TRAVAIL À FAIRE —
1/ Recopiez mot pour mot, dans le portrait de Lorraine de Sagazan, tout ce qui va de "Suffisamment" jusqu'à "toute son incarnation.".
2/ Relevez tous les titres de spectacles de Lorraine de Sagazan cités dans son portrait.
═════ EXTRAIT FOURNI ═════
Portrait / Lorraine de Sagazan présente "Léviathan" aux Célestins. L'occasion de retracer le parcours de cette metteuse en scène qui, en dix ans, s'est fait une place majeure dans le théâtre français contemporain.
On l'a rencontrée lors des répétitions de L'Absence de père, le 30 avril 2019, à la MC93 de Bobigny. Lorraine de Sagazan dirigeait ses interprètes en vue de la création de ce spectacle adapté de Platonov, dont la création a eu lieu quelques semaines plus tard à l'ENSATT de Lyon dans le cadre des Nuits de Fourvière, en juin : « Utilisez vos propres mots, ceux qui vous viennent ; transformez la langue sans renier Tchekhov ».
Sa méthode est ainsi bien résumée. Bien sûr, tout n'est pas si simple, mais c'est selon ce principe qu'elle avait fait une entrée très remarquée dans le métier avec sa mise en scène de Démons en 2016. Elle adaptait le texte de Lars Norèn en ne gardant qu'un seul des deux couples de la pièce et en coinçant son duo dans un espace bifrontal dans lequel l'un et l'autre s'asphyxiaient autant que nous, dans le public, tremblions et riions face à leurs exubérances et à la toxicité de leur relation.
Suffisamment
Dans la foulée, Lorraine de Sagazan portait sur les planches Une Maison de poupée d'Henrik Ibsen et sortait Nora de la prison de son foyer pour lui attribuer la responsabilité de la femme "active", responsable des finances. L'inversion des rôles et des genres était un poil appuyée, mais l'esprit était là. Il fallait sauver les personnages amoindris, les réhabiliter. Elle a réitéré cela dans La Vie invisible, une pièce démontable et transportable destinée à l'itinérance en Drôme et en Ardèche, rendue possible grâce au soutien du CDN de Valence. Un acteur néophyte et aveugle y accompagnait les acteurs voyants à jouer ses souvenirs d'une pièce de théâtre. Le "méta-théâtre" trouvait alors toute son incarnation.
═════ DONNÉES EXTRAITES ═════
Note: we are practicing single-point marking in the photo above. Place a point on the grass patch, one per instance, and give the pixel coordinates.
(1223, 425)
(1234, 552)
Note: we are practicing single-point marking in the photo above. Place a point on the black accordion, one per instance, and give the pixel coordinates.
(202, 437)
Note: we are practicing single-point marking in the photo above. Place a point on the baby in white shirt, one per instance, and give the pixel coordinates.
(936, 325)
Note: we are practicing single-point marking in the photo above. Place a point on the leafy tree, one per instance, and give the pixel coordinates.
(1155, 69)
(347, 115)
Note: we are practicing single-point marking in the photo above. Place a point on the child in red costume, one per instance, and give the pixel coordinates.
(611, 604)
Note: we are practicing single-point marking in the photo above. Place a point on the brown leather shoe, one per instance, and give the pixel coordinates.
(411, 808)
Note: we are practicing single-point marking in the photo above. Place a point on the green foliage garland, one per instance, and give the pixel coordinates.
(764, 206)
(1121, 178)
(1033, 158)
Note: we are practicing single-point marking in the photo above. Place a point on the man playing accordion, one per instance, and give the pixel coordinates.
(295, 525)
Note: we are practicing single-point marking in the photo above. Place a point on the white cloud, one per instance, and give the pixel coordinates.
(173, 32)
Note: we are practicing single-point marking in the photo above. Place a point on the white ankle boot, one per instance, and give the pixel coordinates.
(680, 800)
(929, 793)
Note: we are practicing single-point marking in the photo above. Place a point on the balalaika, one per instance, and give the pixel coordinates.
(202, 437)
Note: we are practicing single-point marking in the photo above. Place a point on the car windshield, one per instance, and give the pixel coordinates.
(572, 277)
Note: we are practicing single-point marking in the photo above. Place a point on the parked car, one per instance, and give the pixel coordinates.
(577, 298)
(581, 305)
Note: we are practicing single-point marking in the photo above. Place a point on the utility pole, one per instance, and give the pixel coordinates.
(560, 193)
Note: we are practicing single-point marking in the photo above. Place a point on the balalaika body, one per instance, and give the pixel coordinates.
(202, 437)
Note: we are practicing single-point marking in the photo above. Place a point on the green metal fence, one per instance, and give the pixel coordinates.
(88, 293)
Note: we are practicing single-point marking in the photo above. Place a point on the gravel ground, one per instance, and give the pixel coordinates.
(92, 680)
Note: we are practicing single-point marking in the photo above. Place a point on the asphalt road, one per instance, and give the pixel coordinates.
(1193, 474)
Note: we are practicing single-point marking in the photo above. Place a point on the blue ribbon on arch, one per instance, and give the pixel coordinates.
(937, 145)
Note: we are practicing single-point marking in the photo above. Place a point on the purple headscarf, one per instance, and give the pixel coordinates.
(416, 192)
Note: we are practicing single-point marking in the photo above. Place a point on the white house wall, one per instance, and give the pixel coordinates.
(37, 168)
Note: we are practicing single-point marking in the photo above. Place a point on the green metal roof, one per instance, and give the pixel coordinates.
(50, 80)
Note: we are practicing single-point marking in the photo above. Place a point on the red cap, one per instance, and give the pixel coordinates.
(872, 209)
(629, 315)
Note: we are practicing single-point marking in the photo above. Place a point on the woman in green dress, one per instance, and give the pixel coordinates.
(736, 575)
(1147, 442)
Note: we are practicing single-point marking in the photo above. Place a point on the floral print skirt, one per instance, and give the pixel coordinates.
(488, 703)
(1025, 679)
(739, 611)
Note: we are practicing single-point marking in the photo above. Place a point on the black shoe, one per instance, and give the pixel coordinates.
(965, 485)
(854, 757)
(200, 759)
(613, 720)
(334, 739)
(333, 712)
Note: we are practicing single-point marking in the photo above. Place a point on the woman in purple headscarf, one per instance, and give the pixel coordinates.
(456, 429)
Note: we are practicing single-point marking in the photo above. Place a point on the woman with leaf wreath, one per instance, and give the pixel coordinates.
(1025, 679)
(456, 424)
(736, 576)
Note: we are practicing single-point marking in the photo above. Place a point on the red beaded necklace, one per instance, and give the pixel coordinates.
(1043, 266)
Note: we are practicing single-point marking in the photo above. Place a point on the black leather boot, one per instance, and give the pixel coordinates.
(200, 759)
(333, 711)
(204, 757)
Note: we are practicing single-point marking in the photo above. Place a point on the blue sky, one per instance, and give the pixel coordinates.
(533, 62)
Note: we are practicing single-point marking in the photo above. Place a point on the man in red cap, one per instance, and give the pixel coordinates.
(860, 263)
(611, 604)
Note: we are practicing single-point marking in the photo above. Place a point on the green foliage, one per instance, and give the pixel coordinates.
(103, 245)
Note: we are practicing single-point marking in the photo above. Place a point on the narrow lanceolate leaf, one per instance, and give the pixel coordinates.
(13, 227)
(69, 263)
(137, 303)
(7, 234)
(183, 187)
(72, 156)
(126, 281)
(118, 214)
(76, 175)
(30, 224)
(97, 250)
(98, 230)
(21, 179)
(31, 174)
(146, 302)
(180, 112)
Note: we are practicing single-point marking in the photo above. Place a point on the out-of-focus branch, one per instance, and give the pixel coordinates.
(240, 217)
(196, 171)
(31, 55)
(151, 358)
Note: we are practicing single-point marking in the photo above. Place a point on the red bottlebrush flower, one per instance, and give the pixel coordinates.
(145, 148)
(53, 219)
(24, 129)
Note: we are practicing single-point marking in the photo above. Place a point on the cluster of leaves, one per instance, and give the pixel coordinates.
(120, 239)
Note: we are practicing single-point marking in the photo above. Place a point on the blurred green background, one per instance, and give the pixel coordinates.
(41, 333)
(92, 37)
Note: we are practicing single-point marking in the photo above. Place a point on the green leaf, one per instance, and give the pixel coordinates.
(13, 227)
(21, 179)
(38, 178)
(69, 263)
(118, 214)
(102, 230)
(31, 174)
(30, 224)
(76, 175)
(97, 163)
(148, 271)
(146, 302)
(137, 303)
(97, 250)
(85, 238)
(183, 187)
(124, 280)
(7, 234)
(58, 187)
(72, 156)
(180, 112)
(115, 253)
═════
RÉPONSES PAR POINT —
1/
Suffisamment
Dans la foulée, Lorraine de Sagazan portait sur les planches Une Maison de poupée d'Henrik Ibsen et sortait Nora de la prison de son foyer pour lui attribuer la responsabilité de la femme "active", responsable des finances. L'inversion des rôles et des genres était un poil appuyée, mais l'esprit était là. Il fallait sauver les personnages amoindris, les réhabiliter. Elle a réitéré cela dans La Vie invisible, une pièce démontable et transportable destinée à l'itinérance en Drôme et en Ardèche, rendue possible grâce au soutien du CDN de Valence. Un acteur néophyte et aveugle y accompagnait les acteurs voyants à jouer ses souvenirs d'une pièce de théâtre. Le "méta-théâtre" trouvait alors toute son incarnation.

2/
Léviathan
L'Absence de père
Démons
Une Maison de poupée
La Vie invisible